What is expected
Rewrite the material starting with the line with "nose visible in" and going on through the line with "[298, 367, 335, 419]", replacing "woman's" with "person's" and leaving everything else unchanged.
───── Data supplied ─────
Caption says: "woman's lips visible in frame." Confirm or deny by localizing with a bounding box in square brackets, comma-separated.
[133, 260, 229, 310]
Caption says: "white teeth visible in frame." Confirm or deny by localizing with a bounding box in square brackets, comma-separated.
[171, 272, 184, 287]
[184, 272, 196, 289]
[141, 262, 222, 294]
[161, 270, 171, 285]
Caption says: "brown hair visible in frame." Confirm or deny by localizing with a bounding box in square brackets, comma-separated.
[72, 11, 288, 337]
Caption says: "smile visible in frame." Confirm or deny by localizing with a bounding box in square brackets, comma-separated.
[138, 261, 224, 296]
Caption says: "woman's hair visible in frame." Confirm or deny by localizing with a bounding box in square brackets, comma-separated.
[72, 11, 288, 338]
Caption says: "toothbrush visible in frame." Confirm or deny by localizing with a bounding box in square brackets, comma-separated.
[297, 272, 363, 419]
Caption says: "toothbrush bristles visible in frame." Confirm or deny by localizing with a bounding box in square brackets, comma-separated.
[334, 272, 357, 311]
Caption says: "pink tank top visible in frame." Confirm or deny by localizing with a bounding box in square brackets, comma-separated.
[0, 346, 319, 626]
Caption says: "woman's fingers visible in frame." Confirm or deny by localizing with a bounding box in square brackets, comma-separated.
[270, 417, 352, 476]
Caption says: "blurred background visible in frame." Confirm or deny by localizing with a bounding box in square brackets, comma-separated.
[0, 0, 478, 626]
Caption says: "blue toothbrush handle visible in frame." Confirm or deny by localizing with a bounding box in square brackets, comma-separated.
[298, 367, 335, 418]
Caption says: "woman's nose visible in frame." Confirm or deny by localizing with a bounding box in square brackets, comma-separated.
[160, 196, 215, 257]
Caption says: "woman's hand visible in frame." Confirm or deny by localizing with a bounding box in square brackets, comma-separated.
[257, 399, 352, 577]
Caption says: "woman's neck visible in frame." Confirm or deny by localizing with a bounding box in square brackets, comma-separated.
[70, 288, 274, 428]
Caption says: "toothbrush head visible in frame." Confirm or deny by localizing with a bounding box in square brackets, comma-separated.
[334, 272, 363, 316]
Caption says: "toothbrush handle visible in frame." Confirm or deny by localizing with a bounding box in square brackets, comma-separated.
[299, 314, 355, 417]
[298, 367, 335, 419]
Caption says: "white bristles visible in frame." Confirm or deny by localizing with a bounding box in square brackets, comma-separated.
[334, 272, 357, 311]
─────
───── Data supplied ─────
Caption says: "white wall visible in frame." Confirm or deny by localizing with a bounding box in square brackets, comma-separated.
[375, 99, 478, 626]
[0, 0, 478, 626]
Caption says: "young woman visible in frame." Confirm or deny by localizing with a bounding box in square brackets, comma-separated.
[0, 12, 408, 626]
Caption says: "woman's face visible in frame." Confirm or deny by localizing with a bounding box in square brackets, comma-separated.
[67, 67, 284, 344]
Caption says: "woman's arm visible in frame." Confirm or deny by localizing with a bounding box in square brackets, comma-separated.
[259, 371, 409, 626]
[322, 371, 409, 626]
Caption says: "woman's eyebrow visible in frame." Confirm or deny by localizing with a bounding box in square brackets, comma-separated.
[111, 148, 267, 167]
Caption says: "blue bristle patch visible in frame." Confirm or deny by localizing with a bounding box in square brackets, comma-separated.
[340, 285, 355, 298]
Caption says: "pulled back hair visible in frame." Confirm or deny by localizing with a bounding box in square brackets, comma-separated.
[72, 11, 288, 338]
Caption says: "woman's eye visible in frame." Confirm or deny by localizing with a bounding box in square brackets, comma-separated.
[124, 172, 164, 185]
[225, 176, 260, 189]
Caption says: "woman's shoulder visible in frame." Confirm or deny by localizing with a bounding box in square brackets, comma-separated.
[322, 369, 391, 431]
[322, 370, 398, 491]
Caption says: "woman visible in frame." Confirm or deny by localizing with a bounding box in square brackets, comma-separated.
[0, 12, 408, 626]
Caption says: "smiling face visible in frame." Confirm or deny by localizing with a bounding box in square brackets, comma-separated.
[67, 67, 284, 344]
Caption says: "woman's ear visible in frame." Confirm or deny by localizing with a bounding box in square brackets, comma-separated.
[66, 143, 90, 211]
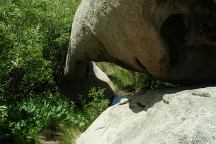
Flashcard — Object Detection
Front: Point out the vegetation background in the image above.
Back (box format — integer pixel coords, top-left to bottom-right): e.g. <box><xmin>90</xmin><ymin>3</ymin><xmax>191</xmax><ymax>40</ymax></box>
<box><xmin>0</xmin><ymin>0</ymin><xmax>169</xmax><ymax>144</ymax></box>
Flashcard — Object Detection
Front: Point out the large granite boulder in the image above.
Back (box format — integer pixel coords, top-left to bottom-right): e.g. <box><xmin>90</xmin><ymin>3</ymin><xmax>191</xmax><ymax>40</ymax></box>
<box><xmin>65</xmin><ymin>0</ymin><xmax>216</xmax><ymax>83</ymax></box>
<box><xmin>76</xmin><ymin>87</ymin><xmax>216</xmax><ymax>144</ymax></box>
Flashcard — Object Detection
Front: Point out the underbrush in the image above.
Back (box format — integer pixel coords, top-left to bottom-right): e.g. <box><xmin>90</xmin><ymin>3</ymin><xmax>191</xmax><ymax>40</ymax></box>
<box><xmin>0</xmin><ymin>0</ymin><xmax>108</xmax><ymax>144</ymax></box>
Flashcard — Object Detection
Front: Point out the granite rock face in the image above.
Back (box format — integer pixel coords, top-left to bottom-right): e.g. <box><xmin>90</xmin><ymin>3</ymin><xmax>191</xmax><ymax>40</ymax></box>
─────
Solved exercise
Caption says: "person's nose visible in frame." Confirm or deny by localizing with a bounding box in square brackets, comma-separated.
[160, 196, 215, 257]
Caption says: "person's hand visible in frame." Confirm or deny by localizing with a bounding box in square brackets, comma-separated.
[257, 399, 352, 577]
Caption says: "person's neck visible in frame." Confirm or deny by localizing with a bounding box in square brackets, comma-separated.
[70, 288, 274, 428]
Caption says: "toothbrush head visible in frame." Confirm or deny by localizing with a bounding box in square brackets, comma-separated.
[334, 272, 363, 316]
Caption says: "toothbrush handle visible in frame." Confirm or deny by localizing with a bounding box in square brackets, comma-separated.
[299, 314, 355, 417]
[298, 367, 335, 419]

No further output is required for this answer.